◆ Excerpt ◆
::::

The Lives of Others, the highly acclaimed best foreign language film at the Oscars this year, has been languishing beside my TV for three-and-a-half months. (I love Netflix because there are no late fees—and because they have almost every movie ever made, and because I love getting those red envelopes in my mailbox, which never cease to feel like a present sent just for me—but it also indulges my natural laziness. If I won’t get charged more, I have no incentive to watch it now, therefore I will not watch it now.) It’s not even the German subtitles; I’ve kept English-language movies nearly as long.

When I check out a library book for three weeks, I don’t start reading it for the first two-and-a-half, and then I end up with fines because of course I want to finish it after it’s due.

There’s a perpetual pile of newspapers and unopened mail on my kitchen counter, bills, pizza coupons, yard cleaning services and political flyers and credit card offers and weekly magazines, all demanding my attention. I clear it all off in the occasional organizational frenzy, but the very next day it regenerates itself.

My general goal is to clean the house every other weekend. Guess how often that happens. Ha ha ha ha ha.

I’m a little embarrassed to admit it, but I saved all the Living sections (pardon me: now it’s “How We Live”) from the Oregonian while we were in Europe, because I like to read the comics every day. I read the front section, too, but not with as much zeal. It may seem unimportant, but for me it’s like talking to thirty different friends each day, and if I skip several weeks, I will miss things that happen to them. I might still get the big news, but I miss the small everyday happenings that make a friendship, so to speak.

I know it’s a little OCD, but I really wanted to read them all, even though I knew it would take me a while. So for the past six weeks, I’ve been trying to read at least one a day, sometimes several, and meanwhile I had to put each current day at the bottom of the stack, because I had to read them in order. (That’s the other thing: I don’t like to read or watch things out of order. If I watch a TV series, I have to start from the first episode and work my way forward. I hate having the ending of a movie ruined for me. Unless a book is really boring, I never skip ahead. I don’t know why, exactly, except that I like the surprise of discovery, and not knowing more than the author/creator intends me to know. Does that make me crazy?) So the stack has continued to get a little smaller every day, but it still stared reproachfully at me as I moved it from dining table to coffee table to floor to dining table again.

When I was out of work, I made myself a list of about ten projects. I think I might have accomplished two of them. In my own defense, though, that’s kind of a different issue, involving financial caution and mild depression. For instance, I need to have my piano tuned, and I was home all day for several months, but I didn’t want to spend the money on it; so now that I have a job, I have the money, but I have no time off to be home for it. Same thing with having the carpets cleaned.

Not to mention the recipe file I wanted to make, the paint I need to touch up in the living room and master bath, the closets to reorganize, the novel to write, etc.

::::

◆ Recorded information ◆
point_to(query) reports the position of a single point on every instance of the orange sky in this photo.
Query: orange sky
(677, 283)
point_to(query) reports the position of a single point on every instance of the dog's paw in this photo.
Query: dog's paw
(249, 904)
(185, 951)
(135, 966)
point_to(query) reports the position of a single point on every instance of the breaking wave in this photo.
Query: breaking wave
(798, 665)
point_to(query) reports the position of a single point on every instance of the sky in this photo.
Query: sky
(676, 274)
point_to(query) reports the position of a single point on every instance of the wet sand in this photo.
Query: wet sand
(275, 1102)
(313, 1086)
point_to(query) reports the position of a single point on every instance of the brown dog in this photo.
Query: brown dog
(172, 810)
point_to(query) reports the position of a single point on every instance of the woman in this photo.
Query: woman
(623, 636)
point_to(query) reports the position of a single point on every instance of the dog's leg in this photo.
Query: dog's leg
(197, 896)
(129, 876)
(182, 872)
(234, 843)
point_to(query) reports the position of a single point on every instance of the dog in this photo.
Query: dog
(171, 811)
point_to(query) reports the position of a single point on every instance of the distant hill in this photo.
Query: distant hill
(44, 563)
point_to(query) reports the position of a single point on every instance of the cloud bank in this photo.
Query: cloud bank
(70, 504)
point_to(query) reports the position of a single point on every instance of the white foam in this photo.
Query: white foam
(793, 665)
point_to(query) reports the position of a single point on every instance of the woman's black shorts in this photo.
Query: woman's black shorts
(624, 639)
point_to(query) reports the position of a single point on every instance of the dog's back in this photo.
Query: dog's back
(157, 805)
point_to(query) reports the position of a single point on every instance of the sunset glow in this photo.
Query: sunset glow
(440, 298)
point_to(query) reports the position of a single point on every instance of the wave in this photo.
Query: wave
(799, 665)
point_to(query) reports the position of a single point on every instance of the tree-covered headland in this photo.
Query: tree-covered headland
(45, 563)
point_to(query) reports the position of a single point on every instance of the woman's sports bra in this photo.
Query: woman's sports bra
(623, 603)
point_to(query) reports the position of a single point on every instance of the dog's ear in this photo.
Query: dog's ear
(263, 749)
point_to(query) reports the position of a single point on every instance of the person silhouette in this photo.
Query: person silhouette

::::

◆ Given exercise ◆
In the excerpt about procrastination, how long has The Lives of Others been sitting beside the TV? The listing has no connection to the excerpt about procrastination.

◆ Answer in full ◆
Three-and-a-half months.